▶ [Cosa fare]
A: Rispondi a queste domande sull'estratto della pagina:
(i) A quanto ammontò, a testa, il contributo della Edison-Dinamo una volta suddiviso?
(ii) Che cosa regalò la Svizzera a tutti i protagonisti?
(iii) In quale data venne impartito l'ordine operativo n°15?
B: Traduci in inglese questa frase dell'estratto della pagina: "Alla fine della guerra, la Edison-Dinamo, in segno di riconoscenza consegnerà un contributo di 15 milioni alla II Divisione d’assalto “Garibaldi-Redi”, cifra che – suddivisa fra tutti gli uomini e le famiglie dei caduti – risulterà poi di lire 5.000 a testa."

::: Estratto della pagina :::

Alla fine della guerra, la Edison-Dinamo, in segno di riconoscenza consegnerà un contributo di 15 milioni alla II Divisione d’assalto “Garibaldi-Redi”, cifra che – suddivisa fra tutti gli uomini e le famiglie dei caduti – risulterà poi di lire 5.000 a testa. La Svizzera invece, come spesso avverrà nella sua storia futura, si distinguerà per un gesto giudicato allora e negli anni a venire abbastanza ridicolo: regalerà infatti a tutti i protagonisti (ossia a tutti coloro che rischiarono la vita per salvaguardare un patrimonio anche elvetico) un orologio con cromatura di metallo a testa (in un certo senso ‘rimedieranno’ decenni dopo con un libro e un film specifici, n.d.r.). E pensare che Ugo Scrittori, il valoroso Mirko, nell’ordine operativo n°15 impartito la sera del 15 aprile 1945, aveva scritto: “Bisogna assolutamente distruggere questo casello, bisogna togliere ai nemici la possibilità di nuocere in maggiore misura alla zona da noi controllata. Le ripercussioni dell’azione a voi commissionata e che deve riuscire ottimamente, saranno addirittura mondiali; e non solo ne rimarranno onorati gli autori, ma il merito di essa ricadrà anche su tutti i compagni patrioti che avranno assicurata la possibilità di vantaggiosissimi accordi con la Svizzera, accordi che verranno stipulati soltanto a patto che rimanga efficiente la linea del Sempione”.

::: Dati mostrati :::

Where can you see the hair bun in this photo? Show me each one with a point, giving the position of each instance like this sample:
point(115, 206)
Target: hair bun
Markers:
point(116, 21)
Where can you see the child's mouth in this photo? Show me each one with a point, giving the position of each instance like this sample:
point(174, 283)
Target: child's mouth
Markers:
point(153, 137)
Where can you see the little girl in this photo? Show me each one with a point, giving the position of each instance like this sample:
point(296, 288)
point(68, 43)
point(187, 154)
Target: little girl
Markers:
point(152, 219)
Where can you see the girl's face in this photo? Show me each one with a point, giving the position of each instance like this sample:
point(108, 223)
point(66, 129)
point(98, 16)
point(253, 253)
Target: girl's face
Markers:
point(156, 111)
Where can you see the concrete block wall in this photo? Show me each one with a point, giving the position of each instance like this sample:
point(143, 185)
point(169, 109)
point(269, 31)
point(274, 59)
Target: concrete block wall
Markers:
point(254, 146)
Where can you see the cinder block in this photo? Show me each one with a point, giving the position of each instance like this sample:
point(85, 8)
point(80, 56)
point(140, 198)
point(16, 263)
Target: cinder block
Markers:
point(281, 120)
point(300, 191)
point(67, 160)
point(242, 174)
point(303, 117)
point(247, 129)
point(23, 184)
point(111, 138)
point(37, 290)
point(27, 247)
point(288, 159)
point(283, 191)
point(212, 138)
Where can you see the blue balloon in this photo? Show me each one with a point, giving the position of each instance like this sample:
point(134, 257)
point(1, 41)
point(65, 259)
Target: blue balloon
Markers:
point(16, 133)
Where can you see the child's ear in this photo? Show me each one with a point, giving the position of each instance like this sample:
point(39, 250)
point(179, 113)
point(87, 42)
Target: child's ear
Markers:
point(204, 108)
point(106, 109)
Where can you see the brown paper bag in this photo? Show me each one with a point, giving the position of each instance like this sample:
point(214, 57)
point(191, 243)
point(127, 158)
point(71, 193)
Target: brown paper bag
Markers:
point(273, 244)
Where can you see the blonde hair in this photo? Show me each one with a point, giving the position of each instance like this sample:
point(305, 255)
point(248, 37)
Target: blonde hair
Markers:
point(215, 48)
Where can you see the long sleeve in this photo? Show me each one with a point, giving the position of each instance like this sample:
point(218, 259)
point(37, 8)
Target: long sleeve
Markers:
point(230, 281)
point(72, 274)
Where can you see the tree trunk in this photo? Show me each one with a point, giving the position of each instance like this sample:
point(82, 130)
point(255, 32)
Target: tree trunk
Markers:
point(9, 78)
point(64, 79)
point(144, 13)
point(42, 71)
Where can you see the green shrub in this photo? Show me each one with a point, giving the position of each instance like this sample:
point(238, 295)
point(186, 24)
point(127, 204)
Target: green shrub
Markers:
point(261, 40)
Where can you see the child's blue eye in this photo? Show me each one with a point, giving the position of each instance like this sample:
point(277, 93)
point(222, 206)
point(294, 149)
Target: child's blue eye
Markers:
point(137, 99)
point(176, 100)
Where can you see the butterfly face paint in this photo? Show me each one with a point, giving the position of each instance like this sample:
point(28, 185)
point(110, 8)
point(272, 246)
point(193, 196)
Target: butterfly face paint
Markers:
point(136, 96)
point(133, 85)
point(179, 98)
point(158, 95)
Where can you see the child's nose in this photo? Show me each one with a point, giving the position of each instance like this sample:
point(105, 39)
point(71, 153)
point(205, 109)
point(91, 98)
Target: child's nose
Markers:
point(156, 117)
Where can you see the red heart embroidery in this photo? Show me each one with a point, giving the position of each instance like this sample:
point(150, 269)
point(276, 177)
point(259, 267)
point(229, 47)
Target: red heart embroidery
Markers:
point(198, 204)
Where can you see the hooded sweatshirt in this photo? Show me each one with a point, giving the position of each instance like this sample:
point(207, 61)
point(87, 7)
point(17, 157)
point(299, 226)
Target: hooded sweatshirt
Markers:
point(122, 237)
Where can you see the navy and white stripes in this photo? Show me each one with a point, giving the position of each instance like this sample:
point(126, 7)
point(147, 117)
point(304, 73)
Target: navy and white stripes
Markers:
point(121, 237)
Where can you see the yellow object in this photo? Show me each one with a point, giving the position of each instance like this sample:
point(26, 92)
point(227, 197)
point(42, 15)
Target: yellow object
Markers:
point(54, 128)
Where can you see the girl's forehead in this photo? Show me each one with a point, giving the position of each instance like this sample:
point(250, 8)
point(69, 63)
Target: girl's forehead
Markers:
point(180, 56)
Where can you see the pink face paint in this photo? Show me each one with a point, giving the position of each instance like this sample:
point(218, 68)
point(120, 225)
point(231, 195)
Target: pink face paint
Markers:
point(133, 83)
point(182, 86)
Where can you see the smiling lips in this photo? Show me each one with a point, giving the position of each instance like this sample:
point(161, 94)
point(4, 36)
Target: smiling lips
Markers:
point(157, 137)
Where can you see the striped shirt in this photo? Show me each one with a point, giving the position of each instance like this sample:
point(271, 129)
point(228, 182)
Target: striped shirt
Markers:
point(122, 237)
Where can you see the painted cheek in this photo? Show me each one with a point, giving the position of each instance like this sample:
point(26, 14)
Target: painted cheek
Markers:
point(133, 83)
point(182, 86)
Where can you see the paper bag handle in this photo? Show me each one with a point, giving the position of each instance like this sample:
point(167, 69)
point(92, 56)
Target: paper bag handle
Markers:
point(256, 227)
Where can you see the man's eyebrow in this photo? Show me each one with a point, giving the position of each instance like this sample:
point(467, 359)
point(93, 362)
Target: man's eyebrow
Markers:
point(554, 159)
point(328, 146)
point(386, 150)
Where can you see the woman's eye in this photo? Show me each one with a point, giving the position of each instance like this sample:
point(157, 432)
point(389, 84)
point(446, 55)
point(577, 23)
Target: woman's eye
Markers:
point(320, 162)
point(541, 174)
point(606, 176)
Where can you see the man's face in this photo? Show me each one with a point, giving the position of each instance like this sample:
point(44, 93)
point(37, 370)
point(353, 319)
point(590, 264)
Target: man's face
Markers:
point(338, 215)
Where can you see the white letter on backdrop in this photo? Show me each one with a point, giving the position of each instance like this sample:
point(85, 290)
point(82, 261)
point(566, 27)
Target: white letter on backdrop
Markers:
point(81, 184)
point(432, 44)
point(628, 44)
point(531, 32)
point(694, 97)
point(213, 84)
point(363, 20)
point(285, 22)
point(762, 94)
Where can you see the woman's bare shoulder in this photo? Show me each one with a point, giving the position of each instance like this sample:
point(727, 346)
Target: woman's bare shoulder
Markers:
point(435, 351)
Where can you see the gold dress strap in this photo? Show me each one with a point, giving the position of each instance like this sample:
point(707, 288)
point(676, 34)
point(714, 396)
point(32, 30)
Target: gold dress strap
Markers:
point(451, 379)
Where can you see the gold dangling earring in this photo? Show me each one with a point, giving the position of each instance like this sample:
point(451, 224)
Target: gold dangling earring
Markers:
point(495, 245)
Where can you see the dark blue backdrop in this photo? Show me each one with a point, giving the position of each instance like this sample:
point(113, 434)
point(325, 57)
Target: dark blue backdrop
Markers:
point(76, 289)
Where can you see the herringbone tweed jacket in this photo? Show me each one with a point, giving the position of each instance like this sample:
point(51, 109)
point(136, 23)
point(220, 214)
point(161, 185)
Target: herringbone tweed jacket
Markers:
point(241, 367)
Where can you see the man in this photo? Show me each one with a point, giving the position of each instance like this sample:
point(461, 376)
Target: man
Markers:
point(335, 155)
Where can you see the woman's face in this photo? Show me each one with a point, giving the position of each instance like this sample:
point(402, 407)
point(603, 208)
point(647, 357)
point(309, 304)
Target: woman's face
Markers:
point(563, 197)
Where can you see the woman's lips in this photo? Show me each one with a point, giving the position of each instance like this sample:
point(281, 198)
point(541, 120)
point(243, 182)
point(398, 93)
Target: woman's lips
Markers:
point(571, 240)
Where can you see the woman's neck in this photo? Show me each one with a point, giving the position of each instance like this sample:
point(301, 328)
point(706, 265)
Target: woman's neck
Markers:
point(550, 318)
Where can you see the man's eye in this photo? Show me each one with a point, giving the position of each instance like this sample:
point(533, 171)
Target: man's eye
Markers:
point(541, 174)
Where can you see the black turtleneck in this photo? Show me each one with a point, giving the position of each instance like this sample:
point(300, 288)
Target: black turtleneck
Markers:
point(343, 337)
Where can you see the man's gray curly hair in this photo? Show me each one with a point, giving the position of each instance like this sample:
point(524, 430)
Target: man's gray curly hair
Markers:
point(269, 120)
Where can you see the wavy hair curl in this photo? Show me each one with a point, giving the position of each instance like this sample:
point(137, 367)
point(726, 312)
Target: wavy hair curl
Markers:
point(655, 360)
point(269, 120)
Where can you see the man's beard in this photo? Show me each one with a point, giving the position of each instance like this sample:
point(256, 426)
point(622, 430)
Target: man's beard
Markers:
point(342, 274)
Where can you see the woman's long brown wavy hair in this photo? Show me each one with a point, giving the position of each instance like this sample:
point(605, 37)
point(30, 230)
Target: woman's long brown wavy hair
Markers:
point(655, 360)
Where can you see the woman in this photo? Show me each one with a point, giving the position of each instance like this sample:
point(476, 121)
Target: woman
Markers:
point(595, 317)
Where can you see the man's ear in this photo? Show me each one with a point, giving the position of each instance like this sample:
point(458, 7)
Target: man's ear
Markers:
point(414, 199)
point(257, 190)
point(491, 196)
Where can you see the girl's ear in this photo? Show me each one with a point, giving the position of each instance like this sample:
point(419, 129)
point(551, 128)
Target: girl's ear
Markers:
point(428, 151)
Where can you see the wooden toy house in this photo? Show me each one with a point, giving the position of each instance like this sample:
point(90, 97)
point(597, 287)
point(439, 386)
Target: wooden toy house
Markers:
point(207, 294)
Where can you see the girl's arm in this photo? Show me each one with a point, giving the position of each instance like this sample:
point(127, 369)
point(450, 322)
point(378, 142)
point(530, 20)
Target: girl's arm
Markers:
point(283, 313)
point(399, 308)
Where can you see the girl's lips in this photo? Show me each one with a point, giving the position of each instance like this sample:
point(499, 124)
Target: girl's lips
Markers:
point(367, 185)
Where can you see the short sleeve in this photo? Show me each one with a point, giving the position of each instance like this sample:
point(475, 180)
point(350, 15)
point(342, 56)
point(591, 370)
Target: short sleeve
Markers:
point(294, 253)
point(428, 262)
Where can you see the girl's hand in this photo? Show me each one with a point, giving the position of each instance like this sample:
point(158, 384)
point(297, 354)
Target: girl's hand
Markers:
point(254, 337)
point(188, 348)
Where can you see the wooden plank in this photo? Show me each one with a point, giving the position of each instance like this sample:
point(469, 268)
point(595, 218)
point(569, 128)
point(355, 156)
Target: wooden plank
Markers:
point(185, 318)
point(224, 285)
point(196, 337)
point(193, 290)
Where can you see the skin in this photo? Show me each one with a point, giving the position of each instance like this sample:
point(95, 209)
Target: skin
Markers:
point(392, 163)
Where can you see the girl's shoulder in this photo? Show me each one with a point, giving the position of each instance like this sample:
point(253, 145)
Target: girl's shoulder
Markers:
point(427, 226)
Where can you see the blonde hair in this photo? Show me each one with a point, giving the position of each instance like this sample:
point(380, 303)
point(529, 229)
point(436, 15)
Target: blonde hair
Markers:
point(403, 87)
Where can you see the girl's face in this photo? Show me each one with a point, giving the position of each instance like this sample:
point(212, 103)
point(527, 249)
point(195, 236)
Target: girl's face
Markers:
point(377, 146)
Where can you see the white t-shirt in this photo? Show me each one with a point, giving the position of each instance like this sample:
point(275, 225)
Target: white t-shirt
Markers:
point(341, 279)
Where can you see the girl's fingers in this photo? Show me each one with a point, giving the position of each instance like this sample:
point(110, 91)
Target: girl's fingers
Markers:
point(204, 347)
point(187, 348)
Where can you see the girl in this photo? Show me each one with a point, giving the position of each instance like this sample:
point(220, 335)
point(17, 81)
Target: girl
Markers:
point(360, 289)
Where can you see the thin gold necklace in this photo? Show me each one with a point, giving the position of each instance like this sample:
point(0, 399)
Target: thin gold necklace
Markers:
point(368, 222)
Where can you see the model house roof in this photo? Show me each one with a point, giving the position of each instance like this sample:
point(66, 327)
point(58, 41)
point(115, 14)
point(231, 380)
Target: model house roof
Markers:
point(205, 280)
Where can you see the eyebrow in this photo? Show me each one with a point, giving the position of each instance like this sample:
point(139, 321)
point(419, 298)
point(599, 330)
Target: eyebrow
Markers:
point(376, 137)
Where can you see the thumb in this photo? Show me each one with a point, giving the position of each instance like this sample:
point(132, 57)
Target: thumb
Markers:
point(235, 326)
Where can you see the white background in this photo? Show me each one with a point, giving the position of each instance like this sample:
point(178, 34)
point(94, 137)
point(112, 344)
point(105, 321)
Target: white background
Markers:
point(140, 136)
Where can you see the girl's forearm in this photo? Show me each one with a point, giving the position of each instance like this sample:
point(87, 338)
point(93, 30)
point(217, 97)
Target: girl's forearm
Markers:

:::

▶ [Elenco risposte]
A:
(i) 5.000 lire a testa.
(ii) Un orologio con cromatura di metallo a testa.
(iii) La sera del 15 aprile 1945.

B: At the end of the war, Edison-Dinamo, as a sign of gratitude, would give a contribution of 15 million to the 2nd "Garibaldi-Redi" Assault Division, a sum that, divided among all the men and the families of the fallen, would then come to 5,000 lire each.